:: Teks Bacaan ::

TikTok ini emang nggak cocok jadi media sosial buat instansi pemerintah. Nggak efektif gitu kesannya.
Di zaman sekarang ini, kehidupan manusia modern nggak bisa lepas dari media sosial. Nggak cuma untuk kepentingan personal, media sosial juga banyak digunakan oleh pedagang, perusahaan, bahkan instansi pemerintah. Khusus untuk instansi pemerintah, media sosial biasanya digunakan untuk mengedukasi masyarakat sekaligus sosialisasi program pemerintah.
Sebagai admin media sosial di salah satu instansi pemerintah, saya sudah menggunakan berbagai platform media sosial yang ada. Mulai dari Facebook, Instagram, hingga Twitter. Dan, yang baru-baru ini saya coba adalah TikTok. Khusus untuk platform terakhir ini, lebih karena rasa penasaran saja. Banyak orang bilang kalau TikTok sudah berubah, baik dari sisi konten maupun algoritma. Bahkan, TikTok ini digadang-gadang akan menjadi platform media sosial nomor wahid di jagat maya. Katanya, sih, begitu.
Tapi, setelah sekian lama saya hanyut dan tenggelam dalam mengelola aplikasi ini, kok rasanya nganu, ya? Feel dan chemistry-nya nggak dapet. Ini entah karakternya yang nggak pas atau saya yang ketuaan jadi admin. Wqwqwq. Tapi, secara umum, menurut saya aplikasi ini emang nggak cocok jadi media sosial buat instansi pemerintah.
Image TikTok
Yang pertama adalah image TikTok. Saya yakin, semua orang sepakat kalau image aplikasi ini itu nggak lepas dari joget-joget. Nah, image inilah yang perlu jadi bahan pertimbangan buat admin media sosial instansi pemerintah. Apakah bisa menurunkan reputasi instansi atau nggak? Apakah melanggar kode etik PNS atau nggak? Hal-hal seperti ini yang perlu dipikirkan.

:: Baris yang Diberikan ::
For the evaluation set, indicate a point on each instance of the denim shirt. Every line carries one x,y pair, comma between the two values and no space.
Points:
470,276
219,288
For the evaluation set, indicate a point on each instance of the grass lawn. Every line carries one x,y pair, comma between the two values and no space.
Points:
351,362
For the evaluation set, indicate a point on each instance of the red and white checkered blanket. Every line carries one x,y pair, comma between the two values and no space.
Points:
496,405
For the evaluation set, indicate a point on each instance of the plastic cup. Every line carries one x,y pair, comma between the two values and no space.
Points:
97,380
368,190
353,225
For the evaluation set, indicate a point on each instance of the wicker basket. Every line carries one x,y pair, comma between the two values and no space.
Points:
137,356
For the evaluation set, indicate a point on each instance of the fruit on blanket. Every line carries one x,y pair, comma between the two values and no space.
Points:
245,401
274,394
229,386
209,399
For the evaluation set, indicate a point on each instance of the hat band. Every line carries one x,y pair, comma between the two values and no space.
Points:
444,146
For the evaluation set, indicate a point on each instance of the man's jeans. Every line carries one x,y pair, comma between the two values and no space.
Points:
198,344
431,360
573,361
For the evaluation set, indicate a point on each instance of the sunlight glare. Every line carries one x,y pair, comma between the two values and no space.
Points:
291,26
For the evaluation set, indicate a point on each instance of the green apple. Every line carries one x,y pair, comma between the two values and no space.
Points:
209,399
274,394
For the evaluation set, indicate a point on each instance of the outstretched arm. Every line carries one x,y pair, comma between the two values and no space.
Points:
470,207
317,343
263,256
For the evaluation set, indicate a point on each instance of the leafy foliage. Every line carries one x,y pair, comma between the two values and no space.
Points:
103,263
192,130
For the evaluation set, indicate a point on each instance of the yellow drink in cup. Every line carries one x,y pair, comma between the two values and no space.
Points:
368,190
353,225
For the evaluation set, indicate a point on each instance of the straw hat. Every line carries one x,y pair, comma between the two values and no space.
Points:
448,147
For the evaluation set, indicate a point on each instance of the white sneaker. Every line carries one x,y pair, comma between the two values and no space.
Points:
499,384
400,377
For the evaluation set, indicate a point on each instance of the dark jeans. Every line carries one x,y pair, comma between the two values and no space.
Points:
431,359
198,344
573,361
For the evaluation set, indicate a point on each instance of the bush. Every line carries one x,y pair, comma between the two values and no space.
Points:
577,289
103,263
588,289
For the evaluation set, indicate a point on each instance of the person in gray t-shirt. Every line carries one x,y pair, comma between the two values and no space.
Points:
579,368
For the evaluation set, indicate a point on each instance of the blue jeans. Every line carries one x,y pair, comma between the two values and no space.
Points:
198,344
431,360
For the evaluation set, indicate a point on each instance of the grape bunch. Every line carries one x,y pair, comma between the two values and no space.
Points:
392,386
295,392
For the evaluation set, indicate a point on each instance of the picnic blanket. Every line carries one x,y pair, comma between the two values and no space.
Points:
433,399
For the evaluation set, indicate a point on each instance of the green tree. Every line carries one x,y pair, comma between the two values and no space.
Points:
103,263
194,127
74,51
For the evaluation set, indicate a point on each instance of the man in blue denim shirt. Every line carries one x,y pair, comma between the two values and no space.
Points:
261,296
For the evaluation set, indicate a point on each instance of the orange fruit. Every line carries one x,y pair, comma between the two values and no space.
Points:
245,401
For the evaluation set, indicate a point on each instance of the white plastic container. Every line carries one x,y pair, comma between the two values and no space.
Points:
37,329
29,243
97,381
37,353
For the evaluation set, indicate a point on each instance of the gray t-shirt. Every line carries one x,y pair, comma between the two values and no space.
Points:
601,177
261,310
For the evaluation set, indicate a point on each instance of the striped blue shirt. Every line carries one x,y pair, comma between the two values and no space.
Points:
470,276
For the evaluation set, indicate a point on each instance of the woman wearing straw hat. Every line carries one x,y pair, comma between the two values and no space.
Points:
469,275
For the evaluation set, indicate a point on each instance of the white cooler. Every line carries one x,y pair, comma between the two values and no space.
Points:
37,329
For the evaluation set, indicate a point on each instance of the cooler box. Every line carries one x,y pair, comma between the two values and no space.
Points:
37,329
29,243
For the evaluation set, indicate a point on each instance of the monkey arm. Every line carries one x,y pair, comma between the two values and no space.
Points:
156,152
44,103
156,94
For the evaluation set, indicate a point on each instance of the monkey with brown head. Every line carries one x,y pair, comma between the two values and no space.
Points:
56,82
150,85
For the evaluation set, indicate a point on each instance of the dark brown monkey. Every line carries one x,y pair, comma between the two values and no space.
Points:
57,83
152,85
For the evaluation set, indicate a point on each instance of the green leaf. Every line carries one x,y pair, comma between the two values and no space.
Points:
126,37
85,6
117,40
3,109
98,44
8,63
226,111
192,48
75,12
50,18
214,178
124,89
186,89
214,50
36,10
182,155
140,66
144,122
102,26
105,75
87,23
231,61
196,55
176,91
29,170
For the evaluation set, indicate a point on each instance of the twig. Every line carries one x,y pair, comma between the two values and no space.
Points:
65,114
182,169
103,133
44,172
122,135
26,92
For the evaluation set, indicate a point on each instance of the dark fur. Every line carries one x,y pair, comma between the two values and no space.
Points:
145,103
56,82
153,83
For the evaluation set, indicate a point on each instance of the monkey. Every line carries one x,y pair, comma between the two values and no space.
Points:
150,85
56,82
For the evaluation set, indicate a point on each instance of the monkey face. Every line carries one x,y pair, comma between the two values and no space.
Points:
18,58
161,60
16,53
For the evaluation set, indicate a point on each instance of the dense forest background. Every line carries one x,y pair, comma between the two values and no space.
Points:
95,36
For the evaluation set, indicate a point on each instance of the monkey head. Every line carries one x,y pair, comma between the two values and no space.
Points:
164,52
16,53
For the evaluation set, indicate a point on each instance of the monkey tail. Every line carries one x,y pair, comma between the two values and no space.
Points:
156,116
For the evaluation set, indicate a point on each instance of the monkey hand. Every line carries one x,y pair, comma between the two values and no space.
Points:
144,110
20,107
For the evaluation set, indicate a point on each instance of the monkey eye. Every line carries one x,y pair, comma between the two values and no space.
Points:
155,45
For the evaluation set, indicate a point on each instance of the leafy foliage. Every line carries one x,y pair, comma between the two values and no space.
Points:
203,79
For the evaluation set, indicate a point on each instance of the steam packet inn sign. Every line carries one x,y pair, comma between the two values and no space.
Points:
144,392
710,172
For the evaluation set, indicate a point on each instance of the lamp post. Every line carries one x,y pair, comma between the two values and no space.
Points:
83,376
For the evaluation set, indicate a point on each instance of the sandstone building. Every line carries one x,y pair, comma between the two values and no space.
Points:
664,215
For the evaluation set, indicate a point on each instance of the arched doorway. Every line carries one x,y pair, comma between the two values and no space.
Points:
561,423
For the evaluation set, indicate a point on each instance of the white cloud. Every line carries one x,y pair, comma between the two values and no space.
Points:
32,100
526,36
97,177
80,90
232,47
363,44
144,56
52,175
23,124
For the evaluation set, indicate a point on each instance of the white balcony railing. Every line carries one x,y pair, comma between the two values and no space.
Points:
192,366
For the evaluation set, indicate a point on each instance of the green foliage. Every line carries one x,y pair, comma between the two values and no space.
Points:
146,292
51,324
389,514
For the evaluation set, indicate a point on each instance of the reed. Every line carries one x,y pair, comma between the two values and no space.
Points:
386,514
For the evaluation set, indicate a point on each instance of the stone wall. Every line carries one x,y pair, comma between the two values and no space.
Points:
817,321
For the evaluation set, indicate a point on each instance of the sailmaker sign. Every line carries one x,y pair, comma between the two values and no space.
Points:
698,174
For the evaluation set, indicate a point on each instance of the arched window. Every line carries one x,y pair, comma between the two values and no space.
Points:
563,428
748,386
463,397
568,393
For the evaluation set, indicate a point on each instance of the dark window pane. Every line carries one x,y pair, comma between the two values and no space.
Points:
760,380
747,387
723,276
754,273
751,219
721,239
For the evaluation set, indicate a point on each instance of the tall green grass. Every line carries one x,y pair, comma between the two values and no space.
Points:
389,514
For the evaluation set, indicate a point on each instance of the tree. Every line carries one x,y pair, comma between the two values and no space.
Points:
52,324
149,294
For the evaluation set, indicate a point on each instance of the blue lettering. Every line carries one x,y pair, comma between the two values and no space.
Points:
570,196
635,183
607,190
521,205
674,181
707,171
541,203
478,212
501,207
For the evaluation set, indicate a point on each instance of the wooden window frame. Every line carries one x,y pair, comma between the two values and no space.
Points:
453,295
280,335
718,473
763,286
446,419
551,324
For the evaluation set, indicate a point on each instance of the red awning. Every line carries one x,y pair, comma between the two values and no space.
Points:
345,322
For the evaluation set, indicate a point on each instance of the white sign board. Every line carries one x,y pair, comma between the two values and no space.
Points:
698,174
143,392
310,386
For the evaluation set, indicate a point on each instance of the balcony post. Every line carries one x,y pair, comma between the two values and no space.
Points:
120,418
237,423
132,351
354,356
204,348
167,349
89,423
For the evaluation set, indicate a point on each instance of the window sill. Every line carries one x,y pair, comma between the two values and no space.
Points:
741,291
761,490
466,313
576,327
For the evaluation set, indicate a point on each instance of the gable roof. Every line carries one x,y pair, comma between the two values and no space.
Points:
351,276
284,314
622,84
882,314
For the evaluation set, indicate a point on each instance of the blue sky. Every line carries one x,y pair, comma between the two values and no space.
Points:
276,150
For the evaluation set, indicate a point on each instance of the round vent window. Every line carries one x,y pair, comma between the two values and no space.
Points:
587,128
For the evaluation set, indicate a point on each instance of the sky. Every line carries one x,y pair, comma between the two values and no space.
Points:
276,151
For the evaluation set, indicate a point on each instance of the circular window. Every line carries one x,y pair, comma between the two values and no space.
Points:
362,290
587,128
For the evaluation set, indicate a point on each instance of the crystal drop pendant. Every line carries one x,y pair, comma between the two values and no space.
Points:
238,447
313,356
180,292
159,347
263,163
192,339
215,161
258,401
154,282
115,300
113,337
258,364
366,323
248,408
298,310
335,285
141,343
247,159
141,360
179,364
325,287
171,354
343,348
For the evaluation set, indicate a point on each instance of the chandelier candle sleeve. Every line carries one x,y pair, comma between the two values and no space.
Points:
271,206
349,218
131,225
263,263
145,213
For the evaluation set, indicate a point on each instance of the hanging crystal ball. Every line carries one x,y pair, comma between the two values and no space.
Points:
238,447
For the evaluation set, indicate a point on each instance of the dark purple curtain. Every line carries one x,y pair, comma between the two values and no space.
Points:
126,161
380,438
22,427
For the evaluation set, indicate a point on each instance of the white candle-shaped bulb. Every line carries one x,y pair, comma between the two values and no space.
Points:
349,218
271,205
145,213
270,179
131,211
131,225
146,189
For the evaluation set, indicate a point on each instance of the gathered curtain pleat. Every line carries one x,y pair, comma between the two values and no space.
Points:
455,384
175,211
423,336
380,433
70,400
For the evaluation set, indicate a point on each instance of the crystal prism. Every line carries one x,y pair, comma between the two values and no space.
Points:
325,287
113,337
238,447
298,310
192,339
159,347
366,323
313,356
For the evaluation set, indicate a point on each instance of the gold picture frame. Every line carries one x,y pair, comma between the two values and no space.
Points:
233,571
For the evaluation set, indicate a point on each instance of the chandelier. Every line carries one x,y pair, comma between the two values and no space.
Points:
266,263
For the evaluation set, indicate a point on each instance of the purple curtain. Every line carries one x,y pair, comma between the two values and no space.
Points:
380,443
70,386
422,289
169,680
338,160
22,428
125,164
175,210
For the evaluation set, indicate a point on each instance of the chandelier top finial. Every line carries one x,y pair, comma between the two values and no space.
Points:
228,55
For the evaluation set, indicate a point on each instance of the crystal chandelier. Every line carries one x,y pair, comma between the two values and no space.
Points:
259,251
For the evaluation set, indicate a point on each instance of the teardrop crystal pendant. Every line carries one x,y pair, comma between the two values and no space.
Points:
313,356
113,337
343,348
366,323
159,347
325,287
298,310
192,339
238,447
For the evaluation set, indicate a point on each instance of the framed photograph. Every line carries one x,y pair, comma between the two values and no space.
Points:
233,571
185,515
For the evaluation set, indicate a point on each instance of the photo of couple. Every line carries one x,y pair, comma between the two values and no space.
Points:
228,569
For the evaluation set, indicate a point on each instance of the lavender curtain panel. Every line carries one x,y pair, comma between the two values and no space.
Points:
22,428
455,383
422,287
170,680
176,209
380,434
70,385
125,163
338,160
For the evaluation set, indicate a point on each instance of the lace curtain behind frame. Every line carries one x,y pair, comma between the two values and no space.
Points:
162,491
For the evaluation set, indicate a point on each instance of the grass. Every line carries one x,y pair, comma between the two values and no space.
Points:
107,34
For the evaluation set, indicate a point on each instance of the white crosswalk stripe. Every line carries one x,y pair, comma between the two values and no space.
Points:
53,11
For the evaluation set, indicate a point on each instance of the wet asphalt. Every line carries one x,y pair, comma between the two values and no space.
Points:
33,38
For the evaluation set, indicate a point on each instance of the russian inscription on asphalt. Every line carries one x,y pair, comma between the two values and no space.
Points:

:: Rumusan Soal 1 ::
Tulis ulang bagian teks bacaan mulai dari "Di zaman sekarang" sampai dengan "Katanya, sih, begitu.", dan ganti "Instagram" dengan "YouTube".
:: Rumusan Soal 2 ::
Tolong jawab pertanyaan berikut berdasarkan teks bacaan.
(a) Untuk apa instansi pemerintah biasanya menggunakan media sosial?
(b) Platform apa saja yang sudah digunakan admin sebelum mencoba TikTok?
(c) Image aplikasi TikTok dianggap tidak lepas dari apa?
Baris-baris tersebut tidak dipakai sama sekali di sini.

:: Hasil Akhir 1 ::
Di zaman sekarang ini, kehidupan manusia modern nggak bisa lepas dari media sosial. Nggak cuma untuk kepentingan personal, media sosial juga banyak digunakan oleh pedagang, perusahaan, bahkan instansi pemerintah. Khusus untuk instansi pemerintah, media sosial biasanya digunakan untuk mengedukasi masyarakat sekaligus sosialisasi program pemerintah.
Sebagai admin media sosial di salah satu instansi pemerintah, saya sudah menggunakan berbagai platform media sosial yang ada. Mulai dari Facebook, YouTube, hingga Twitter. Dan, yang baru-baru ini saya coba adalah TikTok. Khusus untuk platform terakhir ini, lebih karena rasa penasaran saja. Banyak orang bilang kalau TikTok sudah berubah, baik dari sisi konten maupun algoritma. Bahkan, TikTok ini digadang-gadang akan menjadi platform media sosial nomor wahid di jagat maya. Katanya, sih, begitu.

:: Hasil Akhir 2 ::
(a) Untuk mengedukasi masyarakat sekaligus sosialisasi program pemerintah.
(b) Facebook, Instagram, dan Twitter.
(c) Dari joget-joget.